Material supplied -
----------

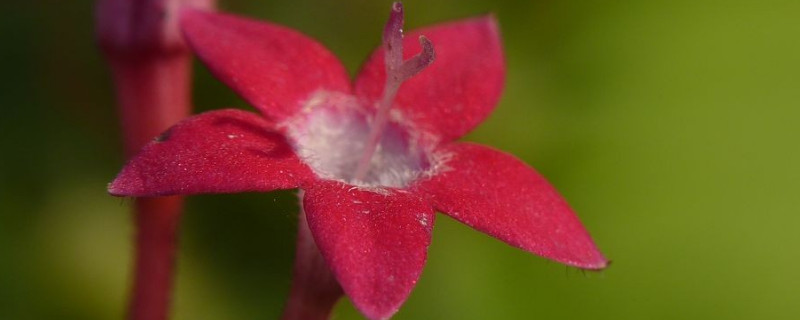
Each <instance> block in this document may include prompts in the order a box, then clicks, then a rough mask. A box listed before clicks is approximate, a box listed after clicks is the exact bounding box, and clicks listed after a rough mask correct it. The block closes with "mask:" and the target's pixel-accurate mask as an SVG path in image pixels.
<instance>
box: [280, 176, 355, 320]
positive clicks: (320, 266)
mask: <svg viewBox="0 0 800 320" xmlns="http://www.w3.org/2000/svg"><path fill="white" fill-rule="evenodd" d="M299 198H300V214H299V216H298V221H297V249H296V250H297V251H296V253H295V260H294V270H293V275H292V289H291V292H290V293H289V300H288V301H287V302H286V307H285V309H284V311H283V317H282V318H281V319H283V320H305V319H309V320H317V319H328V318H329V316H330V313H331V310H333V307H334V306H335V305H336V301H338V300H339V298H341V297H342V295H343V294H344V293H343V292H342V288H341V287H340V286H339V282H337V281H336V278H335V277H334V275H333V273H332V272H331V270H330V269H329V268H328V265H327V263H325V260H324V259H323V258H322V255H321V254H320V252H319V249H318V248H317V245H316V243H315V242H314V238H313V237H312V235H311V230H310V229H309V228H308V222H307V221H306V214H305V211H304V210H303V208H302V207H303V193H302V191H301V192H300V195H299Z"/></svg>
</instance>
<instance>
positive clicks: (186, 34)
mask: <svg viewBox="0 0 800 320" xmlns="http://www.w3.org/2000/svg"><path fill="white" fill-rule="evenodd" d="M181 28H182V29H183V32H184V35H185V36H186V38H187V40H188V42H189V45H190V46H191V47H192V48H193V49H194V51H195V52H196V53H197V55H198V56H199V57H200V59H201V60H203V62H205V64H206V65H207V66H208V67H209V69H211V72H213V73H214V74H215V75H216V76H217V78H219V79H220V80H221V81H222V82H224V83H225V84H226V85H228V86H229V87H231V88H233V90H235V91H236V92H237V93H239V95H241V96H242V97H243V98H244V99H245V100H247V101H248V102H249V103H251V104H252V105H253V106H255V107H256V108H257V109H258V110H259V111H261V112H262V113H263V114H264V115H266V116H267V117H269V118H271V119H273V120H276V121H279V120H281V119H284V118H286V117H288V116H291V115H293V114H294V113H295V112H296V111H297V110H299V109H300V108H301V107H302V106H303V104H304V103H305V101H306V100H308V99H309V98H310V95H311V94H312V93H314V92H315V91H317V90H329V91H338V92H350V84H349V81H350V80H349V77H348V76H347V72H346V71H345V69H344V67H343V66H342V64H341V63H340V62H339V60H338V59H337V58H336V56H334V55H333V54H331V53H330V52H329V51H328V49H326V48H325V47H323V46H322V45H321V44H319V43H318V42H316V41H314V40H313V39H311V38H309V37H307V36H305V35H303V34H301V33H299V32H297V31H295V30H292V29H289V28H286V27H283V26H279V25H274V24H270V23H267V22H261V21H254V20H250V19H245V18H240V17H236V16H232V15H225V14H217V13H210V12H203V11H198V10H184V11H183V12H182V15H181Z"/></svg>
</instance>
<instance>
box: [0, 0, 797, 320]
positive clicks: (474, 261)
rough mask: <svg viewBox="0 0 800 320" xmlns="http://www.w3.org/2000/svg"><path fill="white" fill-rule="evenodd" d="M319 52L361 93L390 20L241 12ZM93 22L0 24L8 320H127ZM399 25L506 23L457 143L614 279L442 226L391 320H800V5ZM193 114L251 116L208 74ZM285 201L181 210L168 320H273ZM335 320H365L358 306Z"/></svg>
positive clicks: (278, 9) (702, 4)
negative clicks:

----------

Assignment - Reproduce the data above word for word and omit the images.

Solution -
Each <instance> block in this document may include prompts in the order a box, then clicks, then a rough mask. A box listed before clicks is approximate, a box listed after clicks is the exact bounding box, and clicks listed after a rough mask correct it. The block closes with "mask:" and the target's pixel-accurate mask as an SVG path in image pixels.
<instance>
box: [280, 176, 355, 320]
positive clicks: (320, 266)
mask: <svg viewBox="0 0 800 320" xmlns="http://www.w3.org/2000/svg"><path fill="white" fill-rule="evenodd" d="M299 198H300V214H299V216H298V221H297V249H296V250H297V251H296V253H295V260H294V270H293V275H292V289H291V292H290V293H289V300H288V301H287V302H286V307H285V309H284V311H283V317H282V318H281V319H283V320H305V319H309V320H317V319H328V318H329V316H330V313H331V310H333V307H334V306H335V305H336V301H338V300H339V298H341V297H342V295H343V294H344V293H343V292H342V288H341V287H340V286H339V282H337V281H336V278H335V277H334V275H333V273H332V272H331V270H330V269H329V268H328V265H327V263H325V260H324V259H323V258H322V255H321V254H320V252H319V249H318V248H317V245H316V243H315V242H314V238H313V237H312V235H311V230H310V229H309V228H308V222H307V221H306V214H305V211H304V210H303V208H302V207H303V193H302V191H301V192H300V195H299Z"/></svg>
</instance>
<instance>
positive clicks: (186, 34)
mask: <svg viewBox="0 0 800 320" xmlns="http://www.w3.org/2000/svg"><path fill="white" fill-rule="evenodd" d="M181 28H182V29H183V32H184V35H185V36H186V38H187V40H188V42H189V45H190V46H191V47H192V48H193V49H194V51H195V52H196V53H197V55H198V56H199V57H200V59H201V60H203V62H205V64H206V65H207V66H208V67H209V69H211V72H213V73H214V74H215V75H216V76H217V78H219V79H220V80H221V81H222V82H224V83H225V84H226V85H228V86H229V87H231V88H233V90H235V91H236V92H237V93H239V95H241V96H242V97H243V98H244V99H245V100H247V101H248V102H249V103H251V104H252V105H253V106H255V107H256V108H257V109H258V110H259V111H261V112H262V113H263V114H264V115H266V116H267V117H269V118H271V119H273V120H276V121H279V120H281V119H284V118H286V117H288V116H291V115H293V114H294V113H295V112H296V111H297V110H299V109H300V108H301V107H302V106H303V104H304V103H305V101H306V100H308V99H309V98H310V95H311V94H312V93H314V92H315V91H317V90H329V91H338V92H350V84H349V81H350V80H349V77H348V76H347V72H346V71H345V69H344V67H343V66H342V64H341V63H340V62H339V60H338V59H337V58H336V56H334V55H333V54H331V53H330V52H329V51H328V49H326V48H325V47H323V46H322V45H321V44H319V43H318V42H316V41H314V40H313V39H311V38H309V37H307V36H305V35H303V34H301V33H299V32H297V31H295V30H292V29H289V28H286V27H283V26H279V25H274V24H270V23H267V22H261V21H254V20H250V19H245V18H240V17H236V16H232V15H225V14H217V13H210V12H203V11H198V10H184V11H183V12H182V15H181Z"/></svg>
</instance>
<instance>
box: [0, 0, 797, 320]
positive clicks: (474, 261)
rough mask: <svg viewBox="0 0 800 320" xmlns="http://www.w3.org/2000/svg"><path fill="white" fill-rule="evenodd" d="M319 52L361 93L390 20L241 12ZM93 22L0 24L8 320H127ZM399 25L506 23L457 143L614 279L442 226L391 320H800V5ZM193 114L251 116L208 74ZM285 201L181 210L168 320H273ZM335 320H365L358 306Z"/></svg>
positive clicks: (278, 9) (702, 4)
negative clicks:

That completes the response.